# Work order
In the listing below, find the line with "If you could indicate the downspout", then repeat exactly every line from the top through that one.

# Information supplied

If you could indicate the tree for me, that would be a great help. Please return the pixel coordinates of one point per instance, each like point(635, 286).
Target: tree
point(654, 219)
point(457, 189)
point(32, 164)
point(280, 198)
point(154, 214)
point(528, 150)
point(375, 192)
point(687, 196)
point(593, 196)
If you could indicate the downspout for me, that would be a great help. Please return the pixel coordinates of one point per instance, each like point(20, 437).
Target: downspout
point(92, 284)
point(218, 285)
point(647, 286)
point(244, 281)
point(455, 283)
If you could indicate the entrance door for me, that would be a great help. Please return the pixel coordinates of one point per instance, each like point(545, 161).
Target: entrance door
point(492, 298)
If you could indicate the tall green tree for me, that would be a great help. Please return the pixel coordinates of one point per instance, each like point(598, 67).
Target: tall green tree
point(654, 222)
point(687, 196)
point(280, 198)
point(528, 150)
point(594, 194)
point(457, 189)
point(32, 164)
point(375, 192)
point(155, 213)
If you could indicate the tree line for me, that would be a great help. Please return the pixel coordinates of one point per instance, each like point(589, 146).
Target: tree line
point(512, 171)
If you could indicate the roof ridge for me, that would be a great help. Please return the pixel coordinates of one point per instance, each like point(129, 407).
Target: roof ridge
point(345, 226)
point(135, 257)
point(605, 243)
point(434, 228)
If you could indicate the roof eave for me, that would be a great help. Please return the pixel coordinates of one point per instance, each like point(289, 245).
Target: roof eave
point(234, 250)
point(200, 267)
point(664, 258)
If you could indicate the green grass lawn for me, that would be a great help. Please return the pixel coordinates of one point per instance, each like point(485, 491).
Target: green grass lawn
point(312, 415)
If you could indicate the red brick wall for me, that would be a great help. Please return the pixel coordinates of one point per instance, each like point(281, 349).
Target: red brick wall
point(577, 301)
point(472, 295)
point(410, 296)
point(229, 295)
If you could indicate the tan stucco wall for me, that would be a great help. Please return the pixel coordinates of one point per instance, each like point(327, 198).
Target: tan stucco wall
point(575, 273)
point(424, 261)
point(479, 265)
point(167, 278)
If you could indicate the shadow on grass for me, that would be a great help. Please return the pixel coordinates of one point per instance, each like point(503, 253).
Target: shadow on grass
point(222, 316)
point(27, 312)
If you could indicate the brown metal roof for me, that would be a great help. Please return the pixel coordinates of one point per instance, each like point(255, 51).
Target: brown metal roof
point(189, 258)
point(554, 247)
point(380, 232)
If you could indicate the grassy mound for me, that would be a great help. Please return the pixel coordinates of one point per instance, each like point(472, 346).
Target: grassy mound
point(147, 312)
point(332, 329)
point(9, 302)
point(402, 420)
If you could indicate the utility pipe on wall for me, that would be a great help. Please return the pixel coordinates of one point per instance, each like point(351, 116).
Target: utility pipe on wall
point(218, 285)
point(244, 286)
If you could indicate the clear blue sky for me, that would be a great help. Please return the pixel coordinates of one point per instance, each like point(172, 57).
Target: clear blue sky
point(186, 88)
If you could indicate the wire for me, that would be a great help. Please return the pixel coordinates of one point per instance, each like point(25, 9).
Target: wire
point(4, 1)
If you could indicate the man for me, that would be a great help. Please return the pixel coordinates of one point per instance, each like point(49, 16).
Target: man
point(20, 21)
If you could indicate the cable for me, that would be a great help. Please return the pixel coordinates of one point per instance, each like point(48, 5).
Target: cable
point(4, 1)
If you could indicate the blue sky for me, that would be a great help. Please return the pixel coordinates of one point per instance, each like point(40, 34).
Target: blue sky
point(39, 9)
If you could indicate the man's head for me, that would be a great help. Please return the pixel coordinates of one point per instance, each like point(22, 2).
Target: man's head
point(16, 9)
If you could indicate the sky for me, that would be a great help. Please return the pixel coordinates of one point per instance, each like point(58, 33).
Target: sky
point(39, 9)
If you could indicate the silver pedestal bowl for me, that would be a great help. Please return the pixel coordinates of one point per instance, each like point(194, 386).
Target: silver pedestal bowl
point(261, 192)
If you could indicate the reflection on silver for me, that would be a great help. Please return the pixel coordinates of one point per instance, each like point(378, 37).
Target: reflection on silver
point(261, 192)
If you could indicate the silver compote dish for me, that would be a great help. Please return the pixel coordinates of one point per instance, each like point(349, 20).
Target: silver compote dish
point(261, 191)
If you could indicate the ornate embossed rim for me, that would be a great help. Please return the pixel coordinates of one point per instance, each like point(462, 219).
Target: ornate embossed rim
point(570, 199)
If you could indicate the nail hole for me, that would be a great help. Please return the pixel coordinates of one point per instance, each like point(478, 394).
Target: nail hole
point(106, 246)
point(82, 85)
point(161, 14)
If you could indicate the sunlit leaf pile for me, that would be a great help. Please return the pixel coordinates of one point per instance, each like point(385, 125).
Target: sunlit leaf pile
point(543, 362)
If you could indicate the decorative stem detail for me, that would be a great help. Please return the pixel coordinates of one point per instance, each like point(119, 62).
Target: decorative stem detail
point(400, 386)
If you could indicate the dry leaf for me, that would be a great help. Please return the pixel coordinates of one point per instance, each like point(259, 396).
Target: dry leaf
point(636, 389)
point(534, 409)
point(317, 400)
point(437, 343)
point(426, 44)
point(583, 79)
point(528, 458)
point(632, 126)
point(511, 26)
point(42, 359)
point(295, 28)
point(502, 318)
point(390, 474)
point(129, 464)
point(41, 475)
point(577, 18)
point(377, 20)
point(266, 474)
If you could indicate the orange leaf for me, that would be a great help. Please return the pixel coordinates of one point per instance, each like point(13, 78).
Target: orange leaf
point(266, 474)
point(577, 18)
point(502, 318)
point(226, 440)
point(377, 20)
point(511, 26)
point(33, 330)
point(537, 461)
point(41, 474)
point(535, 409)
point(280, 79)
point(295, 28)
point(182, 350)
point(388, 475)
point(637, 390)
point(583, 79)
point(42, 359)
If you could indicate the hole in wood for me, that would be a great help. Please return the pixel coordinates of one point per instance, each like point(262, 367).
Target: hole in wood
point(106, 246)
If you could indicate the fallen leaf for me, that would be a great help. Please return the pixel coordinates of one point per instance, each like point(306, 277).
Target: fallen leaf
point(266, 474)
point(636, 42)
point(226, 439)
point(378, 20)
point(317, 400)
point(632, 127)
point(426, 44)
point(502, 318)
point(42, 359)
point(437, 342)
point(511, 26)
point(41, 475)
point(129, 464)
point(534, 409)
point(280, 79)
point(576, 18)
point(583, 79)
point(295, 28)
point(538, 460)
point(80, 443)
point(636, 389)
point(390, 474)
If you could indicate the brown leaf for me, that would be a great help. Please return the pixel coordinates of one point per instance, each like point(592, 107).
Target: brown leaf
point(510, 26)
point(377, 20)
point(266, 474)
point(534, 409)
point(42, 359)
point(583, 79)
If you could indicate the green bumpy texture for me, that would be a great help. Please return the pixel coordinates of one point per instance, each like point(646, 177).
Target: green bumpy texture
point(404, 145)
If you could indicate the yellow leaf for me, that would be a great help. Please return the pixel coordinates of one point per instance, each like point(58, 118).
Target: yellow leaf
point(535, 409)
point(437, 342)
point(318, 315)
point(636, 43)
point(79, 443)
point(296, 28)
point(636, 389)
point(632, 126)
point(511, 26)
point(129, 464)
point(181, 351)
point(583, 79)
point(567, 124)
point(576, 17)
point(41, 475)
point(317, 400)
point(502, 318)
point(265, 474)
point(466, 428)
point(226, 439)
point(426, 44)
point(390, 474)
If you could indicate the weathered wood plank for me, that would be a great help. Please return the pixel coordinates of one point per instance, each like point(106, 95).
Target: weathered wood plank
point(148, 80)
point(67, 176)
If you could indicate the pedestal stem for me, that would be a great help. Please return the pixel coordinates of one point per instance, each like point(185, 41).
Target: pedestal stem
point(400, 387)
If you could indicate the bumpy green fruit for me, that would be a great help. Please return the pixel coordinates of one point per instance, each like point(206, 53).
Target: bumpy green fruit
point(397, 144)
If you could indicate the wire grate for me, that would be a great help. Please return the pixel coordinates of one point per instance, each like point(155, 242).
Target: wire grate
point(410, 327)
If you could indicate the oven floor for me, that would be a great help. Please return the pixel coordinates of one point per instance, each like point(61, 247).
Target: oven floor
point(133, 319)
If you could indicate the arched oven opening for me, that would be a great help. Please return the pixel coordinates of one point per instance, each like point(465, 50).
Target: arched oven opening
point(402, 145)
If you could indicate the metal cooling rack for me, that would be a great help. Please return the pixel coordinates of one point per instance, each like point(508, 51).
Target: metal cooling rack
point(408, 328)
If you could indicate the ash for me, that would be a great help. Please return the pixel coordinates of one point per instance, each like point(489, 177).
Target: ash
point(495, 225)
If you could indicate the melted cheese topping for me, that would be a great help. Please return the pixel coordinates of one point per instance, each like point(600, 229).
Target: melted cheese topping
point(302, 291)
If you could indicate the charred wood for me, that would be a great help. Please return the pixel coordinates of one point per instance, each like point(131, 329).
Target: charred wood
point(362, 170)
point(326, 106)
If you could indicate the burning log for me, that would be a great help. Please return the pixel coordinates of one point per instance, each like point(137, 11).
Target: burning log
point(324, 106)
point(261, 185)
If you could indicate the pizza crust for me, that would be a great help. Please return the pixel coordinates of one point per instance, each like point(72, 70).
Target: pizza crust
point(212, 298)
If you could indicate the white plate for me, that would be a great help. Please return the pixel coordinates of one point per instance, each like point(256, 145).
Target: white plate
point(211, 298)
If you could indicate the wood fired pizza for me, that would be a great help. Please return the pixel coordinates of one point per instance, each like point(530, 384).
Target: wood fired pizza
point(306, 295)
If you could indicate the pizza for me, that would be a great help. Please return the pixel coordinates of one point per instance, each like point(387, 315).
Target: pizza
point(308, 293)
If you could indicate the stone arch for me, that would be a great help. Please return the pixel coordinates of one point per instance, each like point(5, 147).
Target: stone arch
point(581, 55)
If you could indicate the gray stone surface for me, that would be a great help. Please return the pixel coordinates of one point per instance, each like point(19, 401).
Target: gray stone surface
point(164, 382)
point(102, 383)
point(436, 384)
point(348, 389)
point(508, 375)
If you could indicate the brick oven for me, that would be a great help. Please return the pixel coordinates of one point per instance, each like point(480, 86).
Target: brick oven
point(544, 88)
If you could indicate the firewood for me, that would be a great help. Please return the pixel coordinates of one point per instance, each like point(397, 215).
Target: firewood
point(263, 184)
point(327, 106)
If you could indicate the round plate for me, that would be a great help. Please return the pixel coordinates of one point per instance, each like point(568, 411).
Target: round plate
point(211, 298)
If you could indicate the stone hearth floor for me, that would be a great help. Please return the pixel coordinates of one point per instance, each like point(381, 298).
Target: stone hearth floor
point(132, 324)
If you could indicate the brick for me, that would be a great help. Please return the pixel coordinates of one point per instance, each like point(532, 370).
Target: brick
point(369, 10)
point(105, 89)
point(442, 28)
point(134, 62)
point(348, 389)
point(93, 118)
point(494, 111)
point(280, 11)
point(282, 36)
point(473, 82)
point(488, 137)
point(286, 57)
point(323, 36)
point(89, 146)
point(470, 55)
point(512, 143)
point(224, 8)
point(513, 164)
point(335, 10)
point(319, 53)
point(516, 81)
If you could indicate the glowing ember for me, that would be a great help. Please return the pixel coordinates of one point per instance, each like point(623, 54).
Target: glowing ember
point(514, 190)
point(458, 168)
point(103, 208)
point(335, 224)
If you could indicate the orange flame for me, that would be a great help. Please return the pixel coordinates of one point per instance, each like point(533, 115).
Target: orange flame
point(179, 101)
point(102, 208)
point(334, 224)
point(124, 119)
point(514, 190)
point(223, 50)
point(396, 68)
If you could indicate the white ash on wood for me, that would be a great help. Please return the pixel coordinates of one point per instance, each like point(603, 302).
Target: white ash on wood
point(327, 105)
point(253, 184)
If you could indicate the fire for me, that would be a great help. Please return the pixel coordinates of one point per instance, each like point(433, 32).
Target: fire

# Reply
If you could indicate the tree for me, that would be a great help. Please return the pixel coordinates of one point per instance, each like point(635, 286).
Target: tree
point(654, 219)
point(457, 189)
point(32, 164)
point(280, 198)
point(154, 214)
point(528, 150)
point(375, 192)
point(687, 196)
point(593, 196)
If you could indicate the downspout for me, that would be a great help. Please return the pixel coordinates of one point per instance, each like point(20, 437).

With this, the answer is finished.